══ Extrait cité ══

Pâques est la deuxième période la plus importante pour la profession, après Noël. Vincent Dallet travaille avec une équipe de 18 personnes. Du personnel, aujourd'hui, en grande partie, au chômage partiel. Sa demande d'autorisation préalable a été validée par la Direccte mais le chef d'entreprise reste prudent : "le dossier a été accepté, mais après ? J'attends de voir les premiers euros arriver. Il y a tellement de cases à cocher. On commence à dire aux commerçants - qui avaient le droit d'ouvrir et qui ne l'ont pas fait - qu'ils n'allaient peut-être rien recevoir. Entre l'acceptation du dossier et la réalité, ça va faire deux. Ce sera au cas par cas, ce ne sera pas open-bar, contrairement à ce que laissait entendre le président Macron"
 

"Pour Pâques, on va écouler seulement 20% de notre production"

A Troyes, Pascal Caffet a préféré fermer ses magasins, dès les mesures de confinement. "Dès le départ, c'était assez flou, même si on est considéré comme un commerce de première nécessité, je voulais protéger mes salariés et les clients. Chez nous, le télétravail n'est pas possible. De toute façon, le 16 mars, toute la fabrication était finie", explique le chocolatier aubois.

Il possède 13 boutiques, en France, dont 9 dans le Grand-Est et emploie 80 salariés. Il y a une semaine, le chocolatier a décidé de rouvrir, pour préparer au mieux le week-end pascal. "Il n'y a qu'une personne par magasin, on respecte toutes les mesures de sécurité, on travaille avec des masques, de toute façon, dans mon métier, dans l'alimentaire, j'ai toujours travaillé avec un masque."

═══
══ Informations affichées ══

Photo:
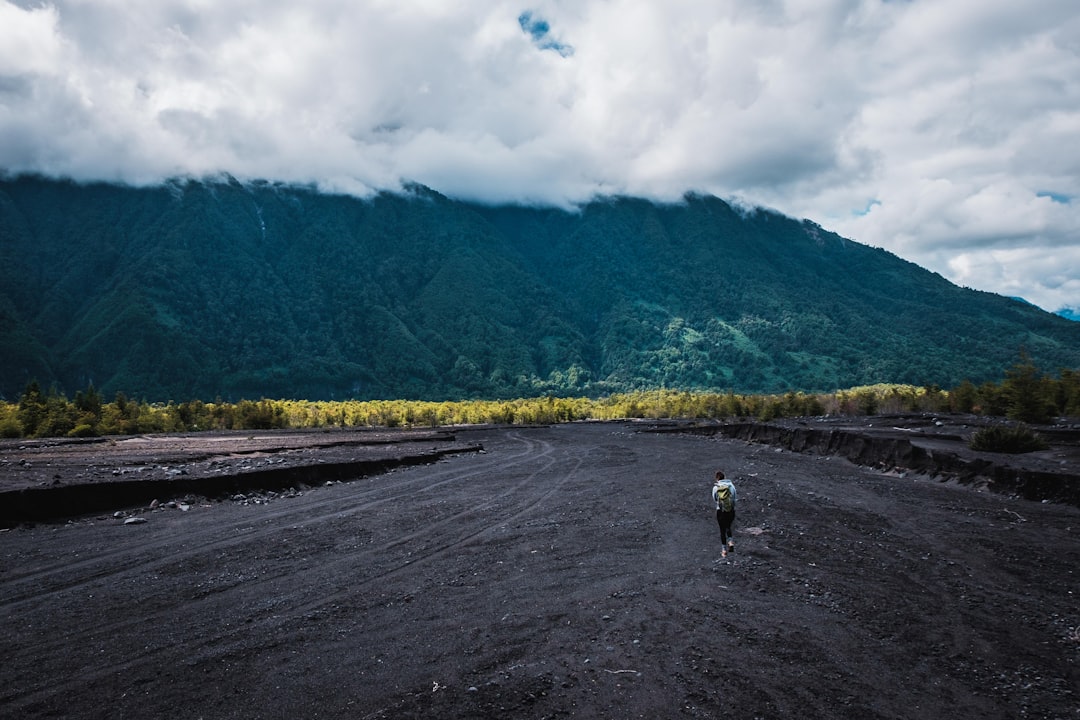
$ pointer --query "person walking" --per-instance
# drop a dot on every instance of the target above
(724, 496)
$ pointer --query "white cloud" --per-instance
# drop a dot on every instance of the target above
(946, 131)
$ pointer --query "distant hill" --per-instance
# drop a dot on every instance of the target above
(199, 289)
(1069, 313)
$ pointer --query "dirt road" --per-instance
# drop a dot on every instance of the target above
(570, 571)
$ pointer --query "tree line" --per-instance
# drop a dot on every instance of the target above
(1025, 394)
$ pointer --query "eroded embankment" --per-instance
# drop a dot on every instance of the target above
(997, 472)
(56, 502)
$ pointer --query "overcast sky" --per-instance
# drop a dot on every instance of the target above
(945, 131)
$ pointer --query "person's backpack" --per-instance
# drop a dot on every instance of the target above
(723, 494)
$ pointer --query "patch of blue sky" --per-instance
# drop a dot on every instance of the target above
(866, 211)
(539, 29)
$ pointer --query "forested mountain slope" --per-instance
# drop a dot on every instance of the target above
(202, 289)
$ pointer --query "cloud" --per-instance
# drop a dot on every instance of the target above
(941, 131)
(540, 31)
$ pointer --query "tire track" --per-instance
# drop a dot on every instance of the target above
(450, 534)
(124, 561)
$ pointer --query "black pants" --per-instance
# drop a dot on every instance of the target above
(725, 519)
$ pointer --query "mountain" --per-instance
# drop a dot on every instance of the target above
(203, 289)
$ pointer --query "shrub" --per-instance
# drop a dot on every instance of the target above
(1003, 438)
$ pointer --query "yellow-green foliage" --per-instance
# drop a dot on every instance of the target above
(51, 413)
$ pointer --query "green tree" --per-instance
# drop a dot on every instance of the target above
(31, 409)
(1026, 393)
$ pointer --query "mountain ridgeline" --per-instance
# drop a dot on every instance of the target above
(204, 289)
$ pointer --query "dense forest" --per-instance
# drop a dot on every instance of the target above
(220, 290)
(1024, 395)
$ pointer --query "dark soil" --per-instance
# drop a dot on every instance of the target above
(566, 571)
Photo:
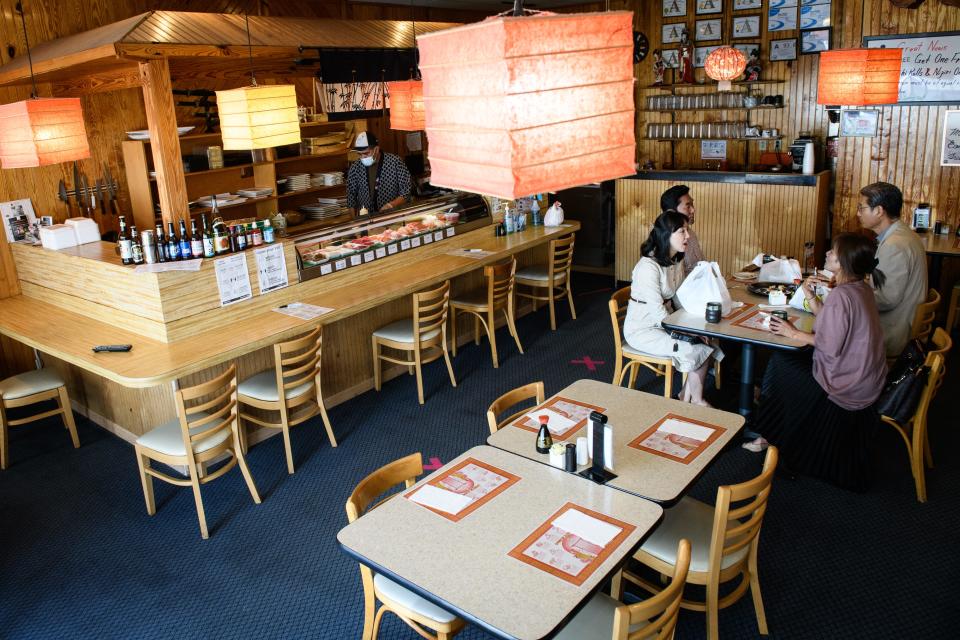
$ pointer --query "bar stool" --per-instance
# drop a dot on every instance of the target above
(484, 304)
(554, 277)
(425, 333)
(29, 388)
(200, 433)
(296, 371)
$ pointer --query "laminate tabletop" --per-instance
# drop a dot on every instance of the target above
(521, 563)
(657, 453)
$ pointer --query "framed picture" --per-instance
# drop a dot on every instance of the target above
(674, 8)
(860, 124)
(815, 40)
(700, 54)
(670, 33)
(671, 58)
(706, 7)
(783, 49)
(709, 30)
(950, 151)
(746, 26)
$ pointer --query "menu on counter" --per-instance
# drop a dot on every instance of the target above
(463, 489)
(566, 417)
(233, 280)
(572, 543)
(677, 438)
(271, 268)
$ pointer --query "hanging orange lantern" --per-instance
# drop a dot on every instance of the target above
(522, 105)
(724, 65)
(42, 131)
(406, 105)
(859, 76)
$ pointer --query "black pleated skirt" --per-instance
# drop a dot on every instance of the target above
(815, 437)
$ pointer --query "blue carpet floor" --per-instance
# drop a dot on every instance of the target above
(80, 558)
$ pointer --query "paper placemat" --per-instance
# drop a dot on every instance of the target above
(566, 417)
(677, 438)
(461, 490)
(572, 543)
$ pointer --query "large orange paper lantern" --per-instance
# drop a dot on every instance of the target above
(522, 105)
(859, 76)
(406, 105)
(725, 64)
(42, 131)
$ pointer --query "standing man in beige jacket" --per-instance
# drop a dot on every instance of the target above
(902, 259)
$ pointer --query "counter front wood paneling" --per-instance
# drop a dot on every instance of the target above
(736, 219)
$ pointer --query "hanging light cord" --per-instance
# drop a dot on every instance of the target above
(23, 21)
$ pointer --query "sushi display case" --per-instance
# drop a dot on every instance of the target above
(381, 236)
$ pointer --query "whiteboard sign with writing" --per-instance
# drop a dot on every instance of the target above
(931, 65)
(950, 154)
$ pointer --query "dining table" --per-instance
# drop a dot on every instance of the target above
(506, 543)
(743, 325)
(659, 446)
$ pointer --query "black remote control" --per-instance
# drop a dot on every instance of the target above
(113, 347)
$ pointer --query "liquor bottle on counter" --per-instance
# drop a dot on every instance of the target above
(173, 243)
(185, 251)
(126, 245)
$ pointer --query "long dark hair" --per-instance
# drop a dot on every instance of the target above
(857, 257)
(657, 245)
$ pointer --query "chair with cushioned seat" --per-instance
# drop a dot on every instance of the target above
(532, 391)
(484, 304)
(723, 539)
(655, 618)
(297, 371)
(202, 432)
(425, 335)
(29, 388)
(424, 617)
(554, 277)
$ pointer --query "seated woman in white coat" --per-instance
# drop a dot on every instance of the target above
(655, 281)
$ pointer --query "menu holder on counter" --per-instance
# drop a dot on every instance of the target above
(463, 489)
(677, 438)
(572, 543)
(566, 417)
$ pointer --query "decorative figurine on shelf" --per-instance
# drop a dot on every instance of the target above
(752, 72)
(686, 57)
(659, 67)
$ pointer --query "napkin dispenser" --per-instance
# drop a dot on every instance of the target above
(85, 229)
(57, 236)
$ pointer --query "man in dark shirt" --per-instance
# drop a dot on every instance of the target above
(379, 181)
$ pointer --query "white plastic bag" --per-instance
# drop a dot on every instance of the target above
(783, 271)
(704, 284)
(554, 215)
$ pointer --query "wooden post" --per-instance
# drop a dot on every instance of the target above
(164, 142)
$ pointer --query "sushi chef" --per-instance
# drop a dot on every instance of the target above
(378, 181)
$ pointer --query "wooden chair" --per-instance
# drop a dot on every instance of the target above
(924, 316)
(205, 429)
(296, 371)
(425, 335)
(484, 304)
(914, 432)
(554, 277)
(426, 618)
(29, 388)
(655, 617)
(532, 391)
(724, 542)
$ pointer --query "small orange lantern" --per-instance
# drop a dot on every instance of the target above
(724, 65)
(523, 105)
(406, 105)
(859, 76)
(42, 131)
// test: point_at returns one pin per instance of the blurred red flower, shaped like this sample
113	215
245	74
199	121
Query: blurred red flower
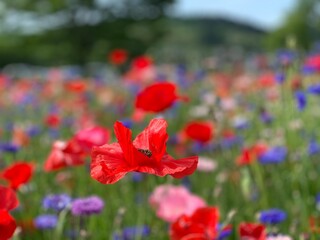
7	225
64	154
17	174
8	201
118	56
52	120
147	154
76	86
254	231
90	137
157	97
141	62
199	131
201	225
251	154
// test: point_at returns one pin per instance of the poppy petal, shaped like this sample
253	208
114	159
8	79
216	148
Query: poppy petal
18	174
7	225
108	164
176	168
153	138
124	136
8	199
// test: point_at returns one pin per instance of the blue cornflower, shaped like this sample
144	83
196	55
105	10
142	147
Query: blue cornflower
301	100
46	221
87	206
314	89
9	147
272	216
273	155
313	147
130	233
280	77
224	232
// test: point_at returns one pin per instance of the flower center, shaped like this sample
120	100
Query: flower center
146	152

═══

▶ [Objectif de l'exercice]:
D'après l'extrait sur les chocolatiers avant Pâques, combien de boutiques Pascal Caffet possède-t-il dans le Grand-Est ?

▶ [Résultat final]:
Il en possède 9.